WHAT YOU HAVE TO DO:
Quote the listing below in full and exactly as written, but omit every picture.

*** RECORDS PROVIDED ***

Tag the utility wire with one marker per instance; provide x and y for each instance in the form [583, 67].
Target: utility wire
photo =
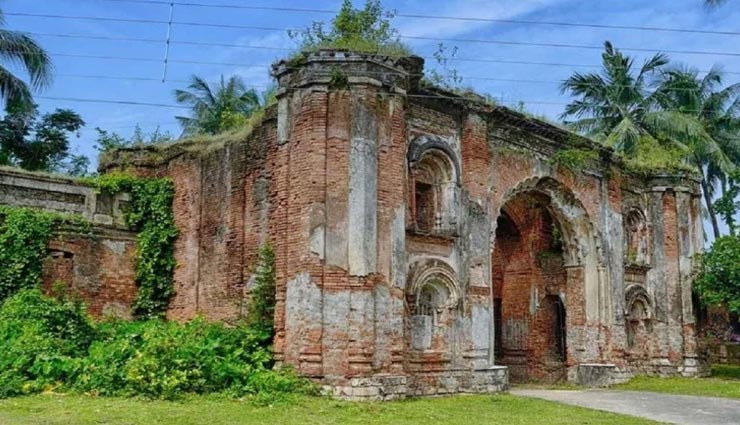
[447, 18]
[454, 40]
[243, 46]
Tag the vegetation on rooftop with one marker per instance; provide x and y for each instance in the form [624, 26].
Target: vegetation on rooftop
[724, 382]
[366, 30]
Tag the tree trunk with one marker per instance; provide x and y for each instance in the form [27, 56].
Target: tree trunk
[710, 206]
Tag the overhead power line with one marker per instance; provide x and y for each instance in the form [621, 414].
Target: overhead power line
[442, 17]
[453, 40]
[266, 66]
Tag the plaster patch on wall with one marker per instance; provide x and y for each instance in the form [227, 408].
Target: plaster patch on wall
[116, 246]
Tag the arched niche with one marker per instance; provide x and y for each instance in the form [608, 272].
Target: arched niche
[433, 296]
[434, 184]
[639, 314]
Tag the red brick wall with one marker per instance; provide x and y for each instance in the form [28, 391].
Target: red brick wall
[98, 269]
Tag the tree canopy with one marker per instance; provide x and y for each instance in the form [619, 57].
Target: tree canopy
[40, 143]
[216, 109]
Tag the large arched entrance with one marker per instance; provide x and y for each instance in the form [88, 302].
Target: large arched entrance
[535, 245]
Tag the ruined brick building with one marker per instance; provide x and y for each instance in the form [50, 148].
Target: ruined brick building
[426, 242]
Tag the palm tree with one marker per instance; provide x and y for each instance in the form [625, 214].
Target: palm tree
[216, 109]
[618, 107]
[20, 49]
[718, 110]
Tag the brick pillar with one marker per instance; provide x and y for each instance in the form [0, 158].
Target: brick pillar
[339, 314]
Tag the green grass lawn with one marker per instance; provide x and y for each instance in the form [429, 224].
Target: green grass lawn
[463, 410]
[724, 382]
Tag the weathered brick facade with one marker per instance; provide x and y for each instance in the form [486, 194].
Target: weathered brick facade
[93, 262]
[426, 243]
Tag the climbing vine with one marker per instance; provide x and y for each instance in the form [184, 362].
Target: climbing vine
[574, 159]
[150, 214]
[24, 234]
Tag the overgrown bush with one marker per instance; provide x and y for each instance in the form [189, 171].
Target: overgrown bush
[156, 358]
[361, 30]
[23, 237]
[261, 311]
[49, 343]
[43, 340]
[719, 278]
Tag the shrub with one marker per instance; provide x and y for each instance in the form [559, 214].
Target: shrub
[23, 237]
[362, 30]
[261, 310]
[150, 214]
[163, 359]
[43, 338]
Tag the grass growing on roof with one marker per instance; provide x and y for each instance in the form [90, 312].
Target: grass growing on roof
[724, 382]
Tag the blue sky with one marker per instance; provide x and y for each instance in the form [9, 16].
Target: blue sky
[542, 97]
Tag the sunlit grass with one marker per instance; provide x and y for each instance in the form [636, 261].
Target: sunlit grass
[463, 410]
[724, 382]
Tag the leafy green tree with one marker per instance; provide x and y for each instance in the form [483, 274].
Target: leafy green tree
[716, 153]
[17, 48]
[618, 107]
[719, 280]
[39, 143]
[727, 206]
[216, 109]
[364, 30]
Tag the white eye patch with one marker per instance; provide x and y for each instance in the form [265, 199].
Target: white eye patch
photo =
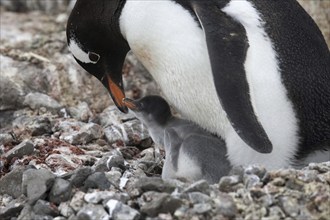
[81, 55]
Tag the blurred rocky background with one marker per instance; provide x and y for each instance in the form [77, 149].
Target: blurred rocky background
[67, 153]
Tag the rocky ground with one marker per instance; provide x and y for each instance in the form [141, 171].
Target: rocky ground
[68, 153]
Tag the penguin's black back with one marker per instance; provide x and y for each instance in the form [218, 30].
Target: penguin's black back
[304, 62]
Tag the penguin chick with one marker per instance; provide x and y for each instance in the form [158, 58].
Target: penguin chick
[190, 151]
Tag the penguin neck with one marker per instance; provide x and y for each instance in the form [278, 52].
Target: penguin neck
[157, 30]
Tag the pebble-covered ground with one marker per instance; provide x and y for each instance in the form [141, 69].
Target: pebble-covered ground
[68, 153]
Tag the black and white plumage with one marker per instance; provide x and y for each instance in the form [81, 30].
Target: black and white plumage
[191, 152]
[255, 72]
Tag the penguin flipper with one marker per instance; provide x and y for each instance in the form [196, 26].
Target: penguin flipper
[227, 47]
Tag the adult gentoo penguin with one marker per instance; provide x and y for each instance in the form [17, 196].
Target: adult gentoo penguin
[254, 72]
[191, 152]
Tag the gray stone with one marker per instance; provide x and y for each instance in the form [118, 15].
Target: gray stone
[290, 206]
[36, 183]
[13, 209]
[68, 126]
[26, 213]
[155, 203]
[39, 126]
[6, 139]
[115, 161]
[81, 112]
[77, 201]
[111, 116]
[37, 100]
[104, 196]
[24, 148]
[251, 180]
[43, 207]
[119, 211]
[225, 205]
[12, 94]
[199, 186]
[11, 183]
[65, 209]
[86, 134]
[229, 183]
[201, 208]
[97, 180]
[145, 184]
[108, 161]
[131, 132]
[114, 177]
[198, 197]
[92, 212]
[256, 170]
[61, 191]
[79, 176]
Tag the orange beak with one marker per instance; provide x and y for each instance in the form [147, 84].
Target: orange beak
[117, 93]
[131, 104]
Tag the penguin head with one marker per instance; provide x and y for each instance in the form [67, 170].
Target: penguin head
[150, 109]
[96, 43]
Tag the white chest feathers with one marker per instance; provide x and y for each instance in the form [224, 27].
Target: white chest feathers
[170, 44]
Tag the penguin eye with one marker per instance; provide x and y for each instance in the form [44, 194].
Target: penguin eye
[94, 57]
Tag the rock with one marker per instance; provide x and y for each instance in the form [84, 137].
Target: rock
[145, 184]
[6, 139]
[251, 180]
[114, 177]
[256, 170]
[124, 128]
[201, 208]
[115, 161]
[92, 212]
[77, 201]
[104, 196]
[225, 205]
[43, 207]
[27, 213]
[81, 112]
[41, 125]
[155, 203]
[229, 183]
[36, 100]
[86, 134]
[197, 197]
[61, 191]
[13, 209]
[290, 206]
[78, 176]
[11, 183]
[36, 183]
[111, 116]
[65, 209]
[119, 211]
[24, 148]
[61, 163]
[97, 180]
[199, 186]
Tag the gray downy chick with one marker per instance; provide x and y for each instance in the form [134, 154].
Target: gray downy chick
[190, 151]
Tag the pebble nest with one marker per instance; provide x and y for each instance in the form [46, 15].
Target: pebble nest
[68, 153]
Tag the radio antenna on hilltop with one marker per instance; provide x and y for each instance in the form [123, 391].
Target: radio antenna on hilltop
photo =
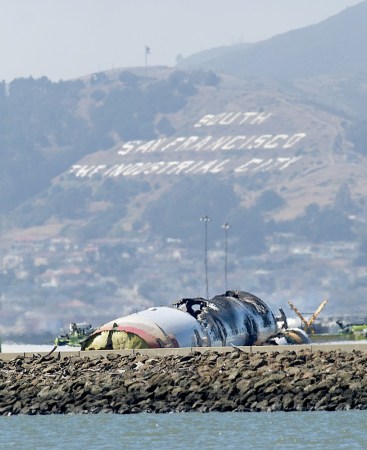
[206, 219]
[225, 227]
[147, 52]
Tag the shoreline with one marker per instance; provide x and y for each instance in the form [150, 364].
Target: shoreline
[239, 379]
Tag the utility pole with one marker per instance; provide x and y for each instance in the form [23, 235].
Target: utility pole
[206, 219]
[225, 227]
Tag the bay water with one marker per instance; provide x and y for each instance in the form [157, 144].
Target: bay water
[275, 430]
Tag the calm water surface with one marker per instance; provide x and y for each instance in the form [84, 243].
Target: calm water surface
[301, 430]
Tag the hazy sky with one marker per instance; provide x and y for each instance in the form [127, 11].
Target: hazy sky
[63, 39]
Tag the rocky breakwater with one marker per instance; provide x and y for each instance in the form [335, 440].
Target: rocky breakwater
[209, 381]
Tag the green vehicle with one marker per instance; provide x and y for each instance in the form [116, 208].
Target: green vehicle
[77, 333]
[353, 331]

***

THE COMPLETED TASK:
Tag the utility wire with one marker per instance; provide x and y for each instance in the form [583, 67].
Target: utility wire
photo =
[447, 18]
[454, 40]
[243, 46]
Tag the vegetation on rooftop with one marker per instance; provide x and y for each instance in the form [624, 26].
Target: vegetation on rooftop
[724, 382]
[366, 30]
Tag the tree trunk with one marker per instance; provide x and y for each instance in the form [27, 56].
Target: tree trunk
[710, 206]
Tag the overhead power line with one marker per instance; provide x and y for each instance in the form [621, 414].
Target: overhead power line
[442, 17]
[453, 40]
[266, 66]
Tag the plaster patch on wall with one marker per instance; provide x and y for each instance in the form [227, 408].
Target: plaster patch on wall
[116, 246]
Tag the arched niche with one marker per instance; provide x and y for each instance in the form [608, 272].
Target: arched niche
[433, 296]
[434, 184]
[639, 314]
Tag the red brick wall with one marker per instance; provide x and y for each instance in the form [28, 391].
Target: red brick wall
[98, 269]
Tag the tree canopy with one marker per instance; provide x and y for each instance in the form [619, 57].
Target: tree canopy
[40, 143]
[216, 109]
Tag the large arched entrance with one marker per instance; provide x and y for each instance in the form [88, 302].
Target: large arched entrance
[535, 245]
Tag the ruined brick building with one marker per instance; provide x and y for each instance in the form [50, 148].
Target: ruined brick building
[426, 242]
Tag the palm tree with one marker per instance; provide x and y for each instance in the form [625, 214].
Target: palm tree
[216, 109]
[618, 107]
[20, 49]
[718, 110]
Tag the brick pillar with one marker per instance; provide x and y for each instance in the form [0, 158].
Target: brick pillar
[339, 314]
Tag the green grass lawn with one marker per instance; provide x and y for each instance in the form [429, 224].
Target: green grass lawn
[463, 410]
[724, 382]
Tag the weathered brick facade with one marker per instance; provide x and y for each instance in the form [486, 194].
Target: weathered brick facade
[93, 262]
[426, 243]
Tag the climbing vine with one marker per instance; provide x and y for each instance in the form [184, 362].
Target: climbing vine
[574, 159]
[150, 214]
[24, 234]
Tag the overgrown bush with one marker per instance; provide x and y for each instance in the form [189, 171].
Target: overgrown bush
[156, 358]
[361, 30]
[23, 237]
[261, 311]
[49, 343]
[43, 340]
[719, 278]
Tag the shrub with one marker per instance; provide x and y for each instance in the form [559, 214].
Target: shrub
[23, 237]
[362, 30]
[261, 310]
[150, 214]
[163, 359]
[43, 338]
Tag the grass growing on roof with one marker per instance; provide x and y for each instance in the form [90, 312].
Target: grass growing on roof
[724, 382]
Tag the blue sky with one marker per instance; provide x and y for each instance in the form [9, 16].
Target: blue sky
[542, 97]
Tag the sunlit grass with one marker per instance; provide x and y for each instance in the form [636, 261].
Target: sunlit grass
[463, 410]
[724, 382]
Tag the leafy green tree with one marker per instance; provide x and y for each instance in the form [483, 274].
Target: leafy green tree
[716, 153]
[17, 48]
[618, 107]
[719, 280]
[39, 143]
[727, 206]
[216, 109]
[364, 30]
Tag the white eye patch with one marker per instance; provide x and y for each instance in the form [265, 199].
Target: white eye patch
photo =
[81, 55]
Tag the blurred rocky background with one marker per instance; provide x and y for each instance in the form [77, 149].
Target: blurred rocky background
[67, 153]
Tag the rocky ground with one marker per instance; provide x and y for each instance in the form [141, 171].
Target: rocky ground
[68, 153]
Tag the penguin's black back with one marker per instance; provide x and y for each instance in the form [218, 30].
Target: penguin's black back
[304, 62]
Tag the penguin chick with one marker per instance; provide x and y for each instance in the form [158, 58].
Target: penguin chick
[190, 151]
Tag the penguin neck with one marker per instance; provide x and y for each instance in the form [278, 52].
Target: penguin neck
[157, 30]
Tag the pebble-covered ground with one marker per instance; provide x and y for each instance in the form [141, 69].
Target: pebble-covered ground
[68, 153]
Tag the black and white plumage with one marker per instance; provide x and y for each instance in the form [81, 30].
Target: black and white plumage
[191, 152]
[255, 72]
Tag the penguin flipper with one marker per instance; provide x and y for each instance in the form [196, 26].
Target: penguin flipper
[227, 47]
Tag the adult gentoo penguin with one marker per instance; provide x and y for each instance in the form [17, 196].
Target: adult gentoo penguin
[254, 72]
[191, 152]
Tag the gray stone with one marker per instance; provide x and y for each instance in the form [118, 15].
Target: gray stone
[290, 206]
[36, 183]
[13, 209]
[68, 126]
[26, 213]
[155, 203]
[39, 126]
[6, 139]
[115, 161]
[81, 112]
[77, 201]
[111, 116]
[37, 100]
[104, 196]
[24, 148]
[251, 180]
[43, 207]
[119, 211]
[225, 205]
[12, 94]
[199, 186]
[11, 183]
[65, 209]
[86, 134]
[229, 183]
[201, 208]
[97, 180]
[145, 184]
[108, 161]
[131, 132]
[114, 177]
[198, 197]
[92, 212]
[256, 170]
[61, 191]
[79, 176]
Tag the orange beak with one marker per instance; provide x and y for each instance in the form [147, 84].
Target: orange beak
[117, 93]
[131, 104]
Tag the penguin head with one marker per instance; provide x and y for each instance in the form [67, 170].
Target: penguin head
[150, 109]
[96, 43]
Tag the white chest feathers with one marker per instance; provide x and y for each instance in the form [224, 27].
Target: white chest feathers
[170, 44]
Tag the penguin eye with one marker per instance; provide x and y for each instance in the form [44, 194].
Target: penguin eye
[94, 57]
Tag the rock with one marker per instance; provide x and y for each instance in the form [84, 137].
Target: rock
[145, 184]
[6, 139]
[251, 180]
[114, 177]
[256, 170]
[124, 128]
[201, 208]
[115, 161]
[92, 212]
[77, 201]
[104, 196]
[225, 205]
[43, 207]
[27, 213]
[81, 112]
[41, 125]
[155, 203]
[229, 183]
[36, 100]
[86, 134]
[197, 197]
[61, 191]
[13, 209]
[290, 206]
[78, 176]
[11, 183]
[36, 183]
[111, 116]
[65, 209]
[119, 211]
[24, 148]
[61, 163]
[97, 180]
[199, 186]
Tag the gray downy chick with one marker per instance; provide x and y for each instance in the form [134, 154].
Target: gray downy chick
[190, 151]
Tag the pebble nest with one marker per instance; provide x and y for each instance in the form [46, 15].
Target: pebble nest
[68, 153]
Tag the radio antenna on hilltop with one marker per instance; provide x and y for each instance in the form [123, 391].
Target: radio antenna on hilltop
photo =
[206, 219]
[225, 227]
[147, 52]
Tag the shoreline with one marker per instance; provide x and y for each instance in the form [150, 364].
Target: shoreline
[239, 379]
Tag the utility pole with one marker per instance; provide x and y for each instance in the form [23, 235].
Target: utility pole
[206, 219]
[225, 227]
Tag the bay water with one marker per instance; provide x and y for each instance in the form [157, 144].
Target: bay water
[275, 430]
Tag the calm water surface with one marker per instance; provide x and y for each instance in the form [84, 243].
Target: calm water surface
[301, 430]
Tag the hazy sky with one marker per instance; provide x and y for each instance in the form [127, 11].
Target: hazy sky
[63, 39]
Tag the rocky breakwater with one marker per instance; provide x and y for each instance in the form [335, 440].
Target: rocky breakwater
[209, 381]
Tag the green vehicle with one marker per instance; provide x and y for each instance in the form [116, 208].
Target: green vehicle
[77, 333]
[353, 331]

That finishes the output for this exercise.